_TEXT_.
┌──
As is clear from the regulations, the charge of reprisal is an alternative to the EEO complaint, a shortcut providing quicker redress for that particular type of discrimination than the formal complaint affords. To hold that it also provides a shortcut to judicial review, however, would erode the carefully structured scheme for resolving charges of discrimination within federal agencies. Most, if not all, employees who feel that they were victims of reprisal would file charges of reprisal if it allowed them to bypass the more involved procedures informal counseling, investigation, attempts at conciliation, and trial-type hearing that accompany the filing of a formal complaint. As Brown v. GSA recognized, those procedures should not be easily circumvented, for they are part of the "careful blend of administrative and judicial enforcement powers" envisioned by § 717. 425 U.S. at 833, 96 S.Ct. at 1968. Those procedures allow the parties to explore and develop the facts, increasing the likelihood of an intra-agency resolution of the employee's grievances before resort to litigation becomes necessary. And conciliation, rather than litigation, is a recognized goal of Title VII. See, e. g., Dent v. St. Louis-S.F. Ry., 5 Cir. 1969, 406 F.2d 399, 402; Macklin v. Spector Freight Systems, Inc., D.C.Cir. 1973, 478 F.2d 979, 994 n.30.
└──
_REQUIREMENT A_. According to the passage on reprisal charges, why should a charge of reprisal not serve as a shortcut to judicial review? Answer in one to three sentences.
_REQUIREMENT B_. Write the next part of the passage on reprisal charges, starting right after its final sentence.

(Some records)
┌──
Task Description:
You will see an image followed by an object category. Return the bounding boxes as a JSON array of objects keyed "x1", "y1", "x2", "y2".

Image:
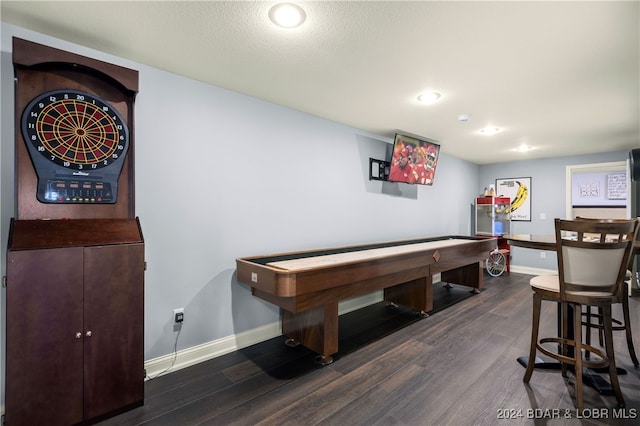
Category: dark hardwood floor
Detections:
[{"x1": 101, "y1": 273, "x2": 640, "y2": 426}]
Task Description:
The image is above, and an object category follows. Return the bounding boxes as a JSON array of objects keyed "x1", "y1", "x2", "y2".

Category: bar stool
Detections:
[
  {"x1": 523, "y1": 219, "x2": 640, "y2": 410},
  {"x1": 576, "y1": 217, "x2": 640, "y2": 367}
]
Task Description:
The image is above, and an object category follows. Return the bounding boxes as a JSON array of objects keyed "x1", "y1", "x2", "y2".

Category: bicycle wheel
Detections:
[{"x1": 485, "y1": 250, "x2": 507, "y2": 277}]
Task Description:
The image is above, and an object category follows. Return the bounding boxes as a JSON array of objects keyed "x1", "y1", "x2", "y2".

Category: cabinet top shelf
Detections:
[{"x1": 8, "y1": 218, "x2": 143, "y2": 250}]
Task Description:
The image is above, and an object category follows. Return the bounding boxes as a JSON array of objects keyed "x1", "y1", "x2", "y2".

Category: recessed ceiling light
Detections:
[
  {"x1": 418, "y1": 92, "x2": 442, "y2": 104},
  {"x1": 480, "y1": 126, "x2": 502, "y2": 136},
  {"x1": 269, "y1": 3, "x2": 307, "y2": 28}
]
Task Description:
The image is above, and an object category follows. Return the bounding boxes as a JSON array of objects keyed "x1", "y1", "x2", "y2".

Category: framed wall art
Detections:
[{"x1": 496, "y1": 177, "x2": 531, "y2": 222}]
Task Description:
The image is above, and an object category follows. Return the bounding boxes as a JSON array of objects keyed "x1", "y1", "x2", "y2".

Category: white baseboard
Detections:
[
  {"x1": 144, "y1": 272, "x2": 540, "y2": 379},
  {"x1": 144, "y1": 321, "x2": 282, "y2": 380},
  {"x1": 144, "y1": 291, "x2": 383, "y2": 380}
]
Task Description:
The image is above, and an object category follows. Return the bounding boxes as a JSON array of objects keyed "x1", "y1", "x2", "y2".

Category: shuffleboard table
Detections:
[{"x1": 236, "y1": 236, "x2": 496, "y2": 364}]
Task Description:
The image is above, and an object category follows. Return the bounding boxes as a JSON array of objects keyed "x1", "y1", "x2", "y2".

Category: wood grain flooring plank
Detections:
[{"x1": 96, "y1": 273, "x2": 640, "y2": 426}]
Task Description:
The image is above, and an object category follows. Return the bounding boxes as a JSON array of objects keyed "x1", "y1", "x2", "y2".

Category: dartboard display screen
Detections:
[{"x1": 22, "y1": 90, "x2": 129, "y2": 203}]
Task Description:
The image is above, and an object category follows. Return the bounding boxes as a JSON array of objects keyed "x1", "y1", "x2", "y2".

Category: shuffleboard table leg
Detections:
[{"x1": 284, "y1": 339, "x2": 300, "y2": 348}]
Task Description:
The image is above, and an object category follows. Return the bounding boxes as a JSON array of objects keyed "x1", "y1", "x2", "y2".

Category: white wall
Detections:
[{"x1": 0, "y1": 23, "x2": 479, "y2": 408}]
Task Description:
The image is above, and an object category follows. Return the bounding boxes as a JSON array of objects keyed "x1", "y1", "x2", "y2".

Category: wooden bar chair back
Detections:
[
  {"x1": 523, "y1": 219, "x2": 639, "y2": 410},
  {"x1": 576, "y1": 216, "x2": 640, "y2": 367}
]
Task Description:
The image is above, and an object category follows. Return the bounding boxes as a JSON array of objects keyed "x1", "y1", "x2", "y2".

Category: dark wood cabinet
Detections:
[{"x1": 5, "y1": 219, "x2": 144, "y2": 426}]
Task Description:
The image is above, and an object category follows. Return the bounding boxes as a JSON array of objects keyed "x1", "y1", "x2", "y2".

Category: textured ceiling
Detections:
[{"x1": 0, "y1": 0, "x2": 640, "y2": 164}]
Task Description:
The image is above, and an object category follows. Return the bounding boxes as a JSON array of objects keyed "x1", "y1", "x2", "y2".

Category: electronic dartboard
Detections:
[{"x1": 22, "y1": 90, "x2": 129, "y2": 204}]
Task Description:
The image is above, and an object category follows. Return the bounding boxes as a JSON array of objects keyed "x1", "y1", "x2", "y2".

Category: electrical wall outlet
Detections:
[{"x1": 173, "y1": 308, "x2": 184, "y2": 324}]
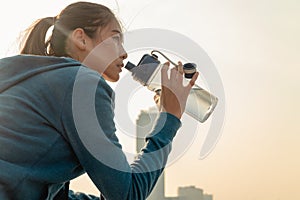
└──
_WRITTEN REPLY A_. Such a shortcut would erode the structured scheme for resolving discrimination charges within federal agencies, because most employees claiming reprisal would use it to bypass the formal complaint procedures of counseling, investigation, conciliation, and hearing. Those procedures let the parties develop the facts and make an intra-agency resolution more likely before litigation, and conciliation rather than litigation is a recognized goal of Title VII.

_WRITTEN REPLY B_.
Further evidence that the regulations do not contemplate judicial review of a charge of reprisal is found in 5 C.F.R. § 713.281 (1978). That section, which deals with the right to file a civil action, speaks only of judicial review after final action on a complaint; it makes no mention of charges of reprisal.

We therefore conclude that the filing of a charge of reprisal under 5 C.F.R. § 713.262(b) (1978) does not provide a route to judicial review. This decision imposes no unusual hardship on victims of reprisal. It merely presents them with a choice between, on the one hand, the opportunity for an expedited administrative resolution of their grievances without judicial review, and, on the other hand,...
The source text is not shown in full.